(Stored data entries)
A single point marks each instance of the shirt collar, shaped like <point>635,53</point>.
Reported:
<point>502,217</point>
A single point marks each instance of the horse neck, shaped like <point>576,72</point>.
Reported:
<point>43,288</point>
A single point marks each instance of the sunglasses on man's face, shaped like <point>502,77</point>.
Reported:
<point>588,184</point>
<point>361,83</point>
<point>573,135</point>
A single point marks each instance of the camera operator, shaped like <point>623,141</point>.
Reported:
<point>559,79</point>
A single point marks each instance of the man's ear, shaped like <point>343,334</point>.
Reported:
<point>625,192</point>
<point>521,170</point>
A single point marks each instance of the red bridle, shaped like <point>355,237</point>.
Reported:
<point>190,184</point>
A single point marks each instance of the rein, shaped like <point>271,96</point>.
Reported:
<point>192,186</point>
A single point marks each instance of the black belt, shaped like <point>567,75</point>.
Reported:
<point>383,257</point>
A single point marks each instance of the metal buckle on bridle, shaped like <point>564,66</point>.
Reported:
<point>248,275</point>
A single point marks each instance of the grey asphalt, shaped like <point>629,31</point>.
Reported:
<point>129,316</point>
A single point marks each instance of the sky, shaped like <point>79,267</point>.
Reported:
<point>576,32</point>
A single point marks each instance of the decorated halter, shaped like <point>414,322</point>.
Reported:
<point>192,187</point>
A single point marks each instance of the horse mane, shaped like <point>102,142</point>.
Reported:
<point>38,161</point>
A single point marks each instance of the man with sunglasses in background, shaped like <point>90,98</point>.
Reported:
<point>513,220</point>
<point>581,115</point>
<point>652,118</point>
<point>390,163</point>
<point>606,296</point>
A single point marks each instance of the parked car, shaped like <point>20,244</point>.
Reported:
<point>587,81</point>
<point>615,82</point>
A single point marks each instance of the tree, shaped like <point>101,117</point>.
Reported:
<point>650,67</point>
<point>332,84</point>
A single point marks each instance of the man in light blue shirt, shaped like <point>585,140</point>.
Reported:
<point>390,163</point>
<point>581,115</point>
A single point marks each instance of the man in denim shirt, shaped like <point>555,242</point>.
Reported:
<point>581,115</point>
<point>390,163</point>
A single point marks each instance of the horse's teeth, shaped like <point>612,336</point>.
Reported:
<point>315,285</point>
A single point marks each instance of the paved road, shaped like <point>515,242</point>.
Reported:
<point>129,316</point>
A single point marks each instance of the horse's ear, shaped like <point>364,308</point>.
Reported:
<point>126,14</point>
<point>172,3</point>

## PROBLEM DETAILS
Line by line, retype the data exactly as written.

## WRITTEN SOLUTION
A single point marks each instance of the shirt collar, shaped like <point>635,53</point>.
Reported:
<point>502,217</point>
A single point marks each instance of the horse neck, shaped like <point>576,72</point>.
Reported:
<point>43,288</point>
A single point marks each instance of the sunglasses on man's face, shaped like <point>502,77</point>.
Reported:
<point>588,184</point>
<point>361,83</point>
<point>573,135</point>
A single point marks each instance of the camera operator, shaped like <point>623,141</point>.
Reported:
<point>559,79</point>
A single point marks each instance of the man's ear, shaped like <point>343,334</point>.
Reported:
<point>625,192</point>
<point>521,170</point>
A single point marks each instance of the red bridle, shaped like <point>355,237</point>.
Reported:
<point>190,184</point>
A single point marks each instance of the rein, shaped like <point>271,96</point>.
Reported:
<point>192,186</point>
A single point marks each instance of the black belt, shaped like <point>567,75</point>.
Reported:
<point>383,257</point>
A single point marks each instance of the metal buckle on bridle, shaped like <point>564,66</point>.
Reported:
<point>248,275</point>
A single point marks each instance of the grey asphalt, shaped like <point>629,31</point>.
Reported:
<point>129,316</point>
A single point marks each instance of the sky, shaped like <point>79,267</point>.
Reported:
<point>576,32</point>
A single point marks each instance of the decorated halter, shaped like <point>414,322</point>.
Reported:
<point>192,187</point>
A single point marks each instance of the horse mane, shaped like <point>102,142</point>.
Reported:
<point>38,161</point>
A single point marks each instance of the man with sunglasses in background, shaped like <point>90,98</point>.
Reported:
<point>513,220</point>
<point>581,115</point>
<point>652,118</point>
<point>390,163</point>
<point>606,296</point>
A single point marks each instance of the parked car, shaped like <point>20,244</point>.
Reported:
<point>587,81</point>
<point>615,82</point>
A single point marks each instance of the tree, shaped like <point>101,117</point>.
Reported:
<point>650,67</point>
<point>332,84</point>
A single point marks each instance of the man in light blue shirt, shaped like <point>585,140</point>.
Reported:
<point>390,163</point>
<point>581,115</point>
A single point marks each instance of the man in denim shirt, shaped like <point>555,242</point>.
Reported:
<point>581,115</point>
<point>390,163</point>
A single point marks each instance of the horse's teeth, shaped like <point>612,336</point>.
Reported:
<point>315,285</point>
A single point marks each instance of the paved road, shaped like <point>515,242</point>.
Reported:
<point>129,316</point>
A single point marks each instance of the horse's ear, shaped like <point>364,308</point>.
Reported:
<point>126,14</point>
<point>172,3</point>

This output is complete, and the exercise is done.